Set problem A:
Translate this sentence from the essay on presidential idolatry into Spanish: "I am writing a book about the subject."
Set problem B:
Write out the passage of the essay on presidential idolatry starting with "As you may know, I" and going on through "as a species.", keeping its wording unchanged.
**** Text ****
As you may know, I have an interest in the American presidency as a cult and in the president as an object of idolatry. I am writing a book about the subject. So I was amused when Donald Trump’s perfervid votaries at that ghastly clown show down in Orlando actually went so far as to set up a golden idol of the man for public veneration — I’m starting to feel like they are trolling me personally, but it’ll be a funny footnote in the book.

Of course, the Trump idol was fake gold, and it was made in Mexico — which is to say, it was only four bankruptcy proceedings away from being the Trumpiest thing imaginable. When the alien archeologists sift through the ruins of our civilization at some time in the future, I hope they discover the golden Trump idol, which may help them to understand where we went wrong as a species.

(Maybe the chimpanzees or some other cousins will have stepped up by then.)

Trump presents himself as an outsider, but, in truth, he always fit in pretty well in Washington, D.C., a city that is packed to the rafters with elderly mediocrities who had rich parents. Trump’s godlike conception of the presidency is bipartisan Washington orthodoxy, and his nationalist/neo-mercantilist views are a lot more like Joe Biden’s than anybody in either camp would care to admit.

Even the Caligula-by-way-of-Versace frescoed ceilings in Trump’s noncy Manhattan apartment have their Washington equivalent. I refer, of course, to The Apotheosis of George Washington, painted on the inside of the Capitol dome by Constantino Brumidi, who honed his pious craft for years in the service of Pope Gregory XVI. Like the golden idol of Trump, The Apotheosis of George Washington expresses in immediate visual form precisely what is wrong — what is worst — in our political culture.

I understand that, because of the events of January 6, I am not supposed to talk about how much I detest Washington, our nation’s hideous capital city, and that I am especially expected to avoid vituperation against the Capitol itself. It surely is bad form to keep making jokes about my desire to endow an architecture scholarship in memory of General Robert Ross, the British commander who burned Washington in 1814. But there is an ideology and, indeed, a theology in the monumental ugliness of Washington, and it is worth understanding.

George Washington was venerated during his own lifetime and immediately thereafter with religious language, particularly with pagan religious imagery. And so it is in that sense appropriate that his apotheosis is depicted on the Capitol, under the dome of which Christian worship services were conducted in the early days of the republic. Those services were Protestant in character, but Brumidi’s work is entirely Catholic in its aesthetic sensibility, in part inspired by the Apotheosis of St. Genevieve at the Panthéon in Paris.
**** Records provided ****
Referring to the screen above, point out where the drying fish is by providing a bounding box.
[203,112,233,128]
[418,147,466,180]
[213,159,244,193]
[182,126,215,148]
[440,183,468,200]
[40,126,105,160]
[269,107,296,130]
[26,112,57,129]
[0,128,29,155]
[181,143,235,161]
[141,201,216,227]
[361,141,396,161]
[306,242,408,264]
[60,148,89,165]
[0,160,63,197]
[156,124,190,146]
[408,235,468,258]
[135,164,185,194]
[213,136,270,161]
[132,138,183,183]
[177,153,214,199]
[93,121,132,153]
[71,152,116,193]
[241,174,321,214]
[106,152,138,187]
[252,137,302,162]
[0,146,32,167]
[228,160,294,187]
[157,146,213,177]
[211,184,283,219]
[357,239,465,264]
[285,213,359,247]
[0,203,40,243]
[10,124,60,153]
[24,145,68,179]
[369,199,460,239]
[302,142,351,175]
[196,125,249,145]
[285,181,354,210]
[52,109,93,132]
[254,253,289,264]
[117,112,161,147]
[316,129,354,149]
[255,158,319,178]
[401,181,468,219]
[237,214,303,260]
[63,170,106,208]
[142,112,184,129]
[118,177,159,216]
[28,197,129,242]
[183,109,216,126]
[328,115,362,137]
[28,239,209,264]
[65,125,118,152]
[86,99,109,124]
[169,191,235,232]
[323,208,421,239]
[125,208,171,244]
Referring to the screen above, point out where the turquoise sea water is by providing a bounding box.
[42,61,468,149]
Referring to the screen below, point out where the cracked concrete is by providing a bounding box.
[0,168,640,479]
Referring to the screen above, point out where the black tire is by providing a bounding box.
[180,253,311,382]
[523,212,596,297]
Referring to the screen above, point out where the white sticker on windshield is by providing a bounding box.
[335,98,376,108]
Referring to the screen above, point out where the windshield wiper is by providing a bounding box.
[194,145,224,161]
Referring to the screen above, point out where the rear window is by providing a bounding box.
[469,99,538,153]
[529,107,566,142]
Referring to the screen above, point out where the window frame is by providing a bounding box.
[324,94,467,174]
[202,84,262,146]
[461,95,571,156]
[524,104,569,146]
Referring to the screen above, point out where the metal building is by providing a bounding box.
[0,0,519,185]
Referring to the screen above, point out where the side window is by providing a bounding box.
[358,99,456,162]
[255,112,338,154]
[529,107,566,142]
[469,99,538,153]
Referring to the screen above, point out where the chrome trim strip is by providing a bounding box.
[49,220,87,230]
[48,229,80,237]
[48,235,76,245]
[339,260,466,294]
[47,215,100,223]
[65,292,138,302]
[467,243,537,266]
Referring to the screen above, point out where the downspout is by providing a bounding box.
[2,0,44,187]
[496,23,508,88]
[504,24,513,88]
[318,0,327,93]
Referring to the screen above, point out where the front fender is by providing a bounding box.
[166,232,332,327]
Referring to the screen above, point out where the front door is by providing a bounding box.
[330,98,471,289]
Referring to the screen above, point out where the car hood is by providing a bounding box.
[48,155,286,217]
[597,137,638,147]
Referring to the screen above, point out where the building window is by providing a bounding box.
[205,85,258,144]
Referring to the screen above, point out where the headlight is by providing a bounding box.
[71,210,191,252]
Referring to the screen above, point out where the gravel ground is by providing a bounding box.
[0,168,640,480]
****
**** Records provided ****
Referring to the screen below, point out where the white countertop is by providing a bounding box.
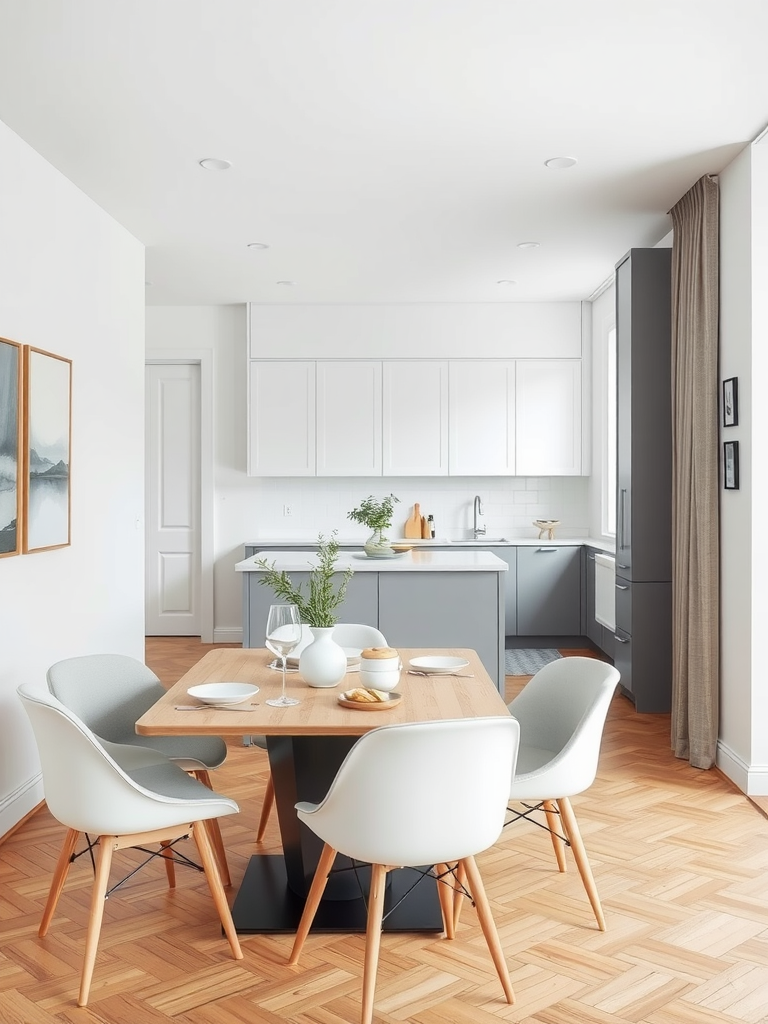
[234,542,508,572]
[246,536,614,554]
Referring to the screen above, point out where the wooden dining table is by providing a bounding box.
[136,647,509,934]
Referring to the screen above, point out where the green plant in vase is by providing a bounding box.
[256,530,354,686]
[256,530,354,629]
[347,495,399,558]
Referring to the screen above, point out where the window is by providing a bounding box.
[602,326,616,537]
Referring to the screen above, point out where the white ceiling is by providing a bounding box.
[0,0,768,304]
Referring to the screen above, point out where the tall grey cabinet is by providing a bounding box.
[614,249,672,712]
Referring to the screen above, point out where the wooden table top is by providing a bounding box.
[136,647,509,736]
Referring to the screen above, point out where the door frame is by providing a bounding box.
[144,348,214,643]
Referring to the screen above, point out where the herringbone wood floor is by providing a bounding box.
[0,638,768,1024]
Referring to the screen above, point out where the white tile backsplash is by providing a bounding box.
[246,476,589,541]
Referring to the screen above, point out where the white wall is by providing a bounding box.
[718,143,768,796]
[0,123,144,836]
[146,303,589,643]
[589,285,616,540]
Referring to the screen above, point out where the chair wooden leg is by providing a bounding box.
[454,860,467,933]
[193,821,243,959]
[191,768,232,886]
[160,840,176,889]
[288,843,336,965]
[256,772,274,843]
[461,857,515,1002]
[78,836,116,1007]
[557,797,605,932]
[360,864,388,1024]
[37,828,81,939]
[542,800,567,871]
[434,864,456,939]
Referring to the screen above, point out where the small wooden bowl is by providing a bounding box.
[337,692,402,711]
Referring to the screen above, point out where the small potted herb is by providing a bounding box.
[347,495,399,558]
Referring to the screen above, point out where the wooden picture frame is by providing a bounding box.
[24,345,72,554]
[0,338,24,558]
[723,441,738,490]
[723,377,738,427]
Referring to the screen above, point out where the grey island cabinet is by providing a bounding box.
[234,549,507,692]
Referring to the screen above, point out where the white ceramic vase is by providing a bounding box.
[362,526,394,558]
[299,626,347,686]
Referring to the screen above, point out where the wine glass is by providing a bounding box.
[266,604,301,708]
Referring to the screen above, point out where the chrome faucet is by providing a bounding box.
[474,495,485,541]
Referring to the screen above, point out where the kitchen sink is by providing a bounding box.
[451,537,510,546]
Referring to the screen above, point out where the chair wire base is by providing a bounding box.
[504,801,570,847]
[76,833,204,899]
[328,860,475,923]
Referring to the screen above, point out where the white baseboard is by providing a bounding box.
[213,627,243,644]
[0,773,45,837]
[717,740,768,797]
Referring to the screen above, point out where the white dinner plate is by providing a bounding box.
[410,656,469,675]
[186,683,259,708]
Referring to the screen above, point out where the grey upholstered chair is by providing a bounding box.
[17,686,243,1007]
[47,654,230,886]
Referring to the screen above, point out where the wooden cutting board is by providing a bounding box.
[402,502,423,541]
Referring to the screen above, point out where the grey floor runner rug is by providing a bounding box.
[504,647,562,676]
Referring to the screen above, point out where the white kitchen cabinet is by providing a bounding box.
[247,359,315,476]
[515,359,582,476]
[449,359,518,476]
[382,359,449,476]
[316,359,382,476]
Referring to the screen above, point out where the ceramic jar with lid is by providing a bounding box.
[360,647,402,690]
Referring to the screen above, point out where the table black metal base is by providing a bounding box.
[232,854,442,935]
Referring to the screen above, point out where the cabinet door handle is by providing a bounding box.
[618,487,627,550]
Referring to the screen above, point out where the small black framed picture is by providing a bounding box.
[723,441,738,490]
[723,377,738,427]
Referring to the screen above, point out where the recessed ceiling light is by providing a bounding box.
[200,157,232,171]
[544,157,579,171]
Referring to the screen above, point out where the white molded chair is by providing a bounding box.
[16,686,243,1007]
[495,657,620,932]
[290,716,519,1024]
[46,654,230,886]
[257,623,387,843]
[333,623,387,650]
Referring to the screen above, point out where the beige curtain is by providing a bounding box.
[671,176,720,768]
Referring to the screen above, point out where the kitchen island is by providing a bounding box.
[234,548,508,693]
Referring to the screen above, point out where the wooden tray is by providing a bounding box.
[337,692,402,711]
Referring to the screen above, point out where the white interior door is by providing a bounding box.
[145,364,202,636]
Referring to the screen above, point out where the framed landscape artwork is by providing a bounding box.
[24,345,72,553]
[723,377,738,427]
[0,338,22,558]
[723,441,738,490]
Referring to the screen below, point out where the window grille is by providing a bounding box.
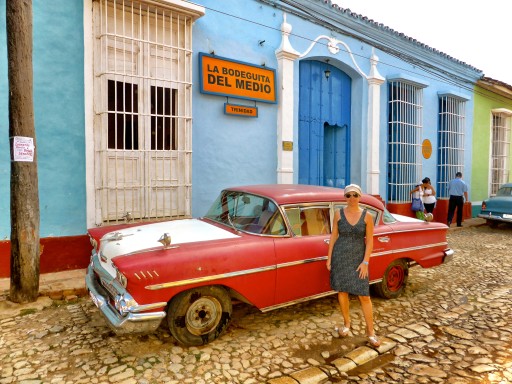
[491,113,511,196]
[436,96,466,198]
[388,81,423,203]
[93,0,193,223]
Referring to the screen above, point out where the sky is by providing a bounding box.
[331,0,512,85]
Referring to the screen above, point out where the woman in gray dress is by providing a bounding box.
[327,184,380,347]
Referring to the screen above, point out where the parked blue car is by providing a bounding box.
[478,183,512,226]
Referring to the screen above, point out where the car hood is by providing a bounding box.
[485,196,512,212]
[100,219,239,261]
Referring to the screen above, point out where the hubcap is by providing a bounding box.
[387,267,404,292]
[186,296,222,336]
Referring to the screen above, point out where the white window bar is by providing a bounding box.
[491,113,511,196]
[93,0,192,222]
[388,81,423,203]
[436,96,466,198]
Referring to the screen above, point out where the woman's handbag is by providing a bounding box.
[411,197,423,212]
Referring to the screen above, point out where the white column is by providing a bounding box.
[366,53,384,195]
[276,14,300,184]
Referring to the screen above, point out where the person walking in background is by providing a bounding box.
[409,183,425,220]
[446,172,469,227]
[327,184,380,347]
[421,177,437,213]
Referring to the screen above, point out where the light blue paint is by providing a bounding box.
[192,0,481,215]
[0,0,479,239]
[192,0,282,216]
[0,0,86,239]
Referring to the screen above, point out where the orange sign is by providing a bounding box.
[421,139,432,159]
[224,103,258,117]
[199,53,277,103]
****
**** Records provided ****
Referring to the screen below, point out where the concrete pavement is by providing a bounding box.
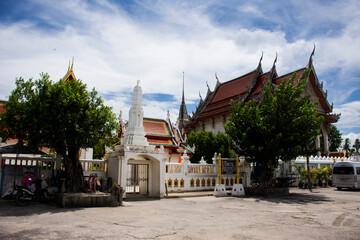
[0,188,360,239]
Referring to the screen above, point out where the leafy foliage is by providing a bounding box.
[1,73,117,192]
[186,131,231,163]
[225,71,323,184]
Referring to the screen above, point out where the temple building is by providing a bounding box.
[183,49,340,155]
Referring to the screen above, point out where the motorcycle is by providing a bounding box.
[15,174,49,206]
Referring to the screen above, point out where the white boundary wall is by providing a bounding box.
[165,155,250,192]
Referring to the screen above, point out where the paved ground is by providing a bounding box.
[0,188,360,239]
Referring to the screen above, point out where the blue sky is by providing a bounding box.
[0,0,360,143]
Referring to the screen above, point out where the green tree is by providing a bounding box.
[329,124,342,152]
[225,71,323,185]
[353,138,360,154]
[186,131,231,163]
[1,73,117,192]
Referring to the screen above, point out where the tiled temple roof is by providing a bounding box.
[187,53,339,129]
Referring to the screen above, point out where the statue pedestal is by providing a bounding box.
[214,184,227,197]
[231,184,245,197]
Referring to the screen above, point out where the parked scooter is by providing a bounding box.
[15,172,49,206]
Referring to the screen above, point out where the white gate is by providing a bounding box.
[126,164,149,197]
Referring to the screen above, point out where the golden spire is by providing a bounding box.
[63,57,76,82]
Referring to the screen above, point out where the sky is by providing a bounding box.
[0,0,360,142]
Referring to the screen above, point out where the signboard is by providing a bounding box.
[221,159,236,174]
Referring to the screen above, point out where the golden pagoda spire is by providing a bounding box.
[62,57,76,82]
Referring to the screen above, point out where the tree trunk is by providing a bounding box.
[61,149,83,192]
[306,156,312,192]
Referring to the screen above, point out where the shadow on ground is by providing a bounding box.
****
Complete output A:
Estoy escribiendo un libro sobre el tema.

Complete output B:
As you may know, I have an interest in the American presidency as a cult and in the president as an object of idolatry. I am writing a book about the subject. So I was amused when Donald Trump’s perfervid votaries at that ghastly clown show down in Orlando actually went so far as to set up a golden idol of the man for public veneration — I’m starting to feel like they are trolling me personally, but it’ll be a funny footnote in the book.

Of course, the Trump idol was fake gold, and it was made in Mexico — which is to say, it was only four bankruptcy proceedings away from being the Trumpiest thing imaginable. When the alien archeologists sift through the ruins of our civilization at some time in the future, I hope they discover the golden Trump idol, which may help them to understand where we went wrong as a species.